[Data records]
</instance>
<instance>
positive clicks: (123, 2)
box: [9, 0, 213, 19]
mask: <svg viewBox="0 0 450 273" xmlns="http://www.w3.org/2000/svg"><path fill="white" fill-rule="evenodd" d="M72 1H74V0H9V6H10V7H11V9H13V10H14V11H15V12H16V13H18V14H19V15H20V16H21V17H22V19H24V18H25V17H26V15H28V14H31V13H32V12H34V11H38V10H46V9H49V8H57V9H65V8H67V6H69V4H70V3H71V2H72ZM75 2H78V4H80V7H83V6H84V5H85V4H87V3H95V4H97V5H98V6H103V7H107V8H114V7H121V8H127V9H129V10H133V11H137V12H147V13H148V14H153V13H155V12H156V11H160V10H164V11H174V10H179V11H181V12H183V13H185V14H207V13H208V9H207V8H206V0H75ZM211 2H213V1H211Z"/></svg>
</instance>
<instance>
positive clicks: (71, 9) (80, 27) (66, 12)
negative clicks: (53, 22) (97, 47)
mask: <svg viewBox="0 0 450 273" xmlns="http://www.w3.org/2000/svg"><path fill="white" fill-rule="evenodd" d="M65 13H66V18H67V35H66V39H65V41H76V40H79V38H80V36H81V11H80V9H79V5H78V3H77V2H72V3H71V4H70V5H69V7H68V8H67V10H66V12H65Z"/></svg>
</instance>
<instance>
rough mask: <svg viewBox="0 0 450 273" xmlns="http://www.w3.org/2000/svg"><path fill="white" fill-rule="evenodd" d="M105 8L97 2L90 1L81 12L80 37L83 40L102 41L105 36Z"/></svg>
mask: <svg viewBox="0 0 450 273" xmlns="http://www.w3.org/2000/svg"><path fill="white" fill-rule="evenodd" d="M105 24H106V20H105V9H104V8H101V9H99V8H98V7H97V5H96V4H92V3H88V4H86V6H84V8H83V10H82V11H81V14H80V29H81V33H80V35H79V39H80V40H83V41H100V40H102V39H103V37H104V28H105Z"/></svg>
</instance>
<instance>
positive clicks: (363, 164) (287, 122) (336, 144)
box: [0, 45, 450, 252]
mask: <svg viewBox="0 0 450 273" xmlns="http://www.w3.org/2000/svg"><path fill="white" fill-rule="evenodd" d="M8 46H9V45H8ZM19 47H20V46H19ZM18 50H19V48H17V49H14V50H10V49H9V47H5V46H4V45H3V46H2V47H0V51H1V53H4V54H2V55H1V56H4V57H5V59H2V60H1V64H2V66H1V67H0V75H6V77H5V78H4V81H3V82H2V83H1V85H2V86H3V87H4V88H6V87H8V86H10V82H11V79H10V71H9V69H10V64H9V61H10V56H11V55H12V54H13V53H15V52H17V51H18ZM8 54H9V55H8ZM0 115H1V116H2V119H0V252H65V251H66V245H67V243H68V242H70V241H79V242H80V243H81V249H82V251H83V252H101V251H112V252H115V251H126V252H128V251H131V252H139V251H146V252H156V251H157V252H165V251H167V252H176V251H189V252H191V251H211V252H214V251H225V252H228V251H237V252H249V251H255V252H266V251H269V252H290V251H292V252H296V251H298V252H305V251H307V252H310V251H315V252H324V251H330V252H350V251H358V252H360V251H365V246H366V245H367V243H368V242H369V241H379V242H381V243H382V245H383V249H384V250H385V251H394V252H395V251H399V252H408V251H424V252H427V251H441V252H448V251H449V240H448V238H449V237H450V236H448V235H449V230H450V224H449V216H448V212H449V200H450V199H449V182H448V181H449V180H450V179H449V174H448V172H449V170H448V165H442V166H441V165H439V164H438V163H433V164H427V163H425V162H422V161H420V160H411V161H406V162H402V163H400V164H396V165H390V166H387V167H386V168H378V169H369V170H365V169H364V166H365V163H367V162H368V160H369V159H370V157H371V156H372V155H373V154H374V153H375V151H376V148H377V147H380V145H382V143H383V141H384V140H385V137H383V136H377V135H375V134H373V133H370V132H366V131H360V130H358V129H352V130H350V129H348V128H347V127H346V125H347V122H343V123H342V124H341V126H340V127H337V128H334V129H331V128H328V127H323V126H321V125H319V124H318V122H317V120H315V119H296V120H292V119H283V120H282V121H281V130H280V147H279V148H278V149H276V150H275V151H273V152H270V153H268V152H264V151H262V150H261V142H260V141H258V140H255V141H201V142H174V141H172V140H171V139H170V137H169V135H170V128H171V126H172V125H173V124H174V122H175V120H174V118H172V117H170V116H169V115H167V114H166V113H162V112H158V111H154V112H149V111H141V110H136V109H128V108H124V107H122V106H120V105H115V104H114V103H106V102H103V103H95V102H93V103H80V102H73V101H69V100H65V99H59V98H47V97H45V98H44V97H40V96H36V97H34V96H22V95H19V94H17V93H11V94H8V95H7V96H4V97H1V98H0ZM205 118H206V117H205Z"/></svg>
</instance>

* [Your assignment] In the entries above, which lines hold the word "positive"? Copy them out.

* [Answer for this exercise]
positive clicks: (123, 2)
positive clicks: (71, 9) (80, 27) (66, 12)
positive clicks: (363, 164) (287, 122) (336, 144)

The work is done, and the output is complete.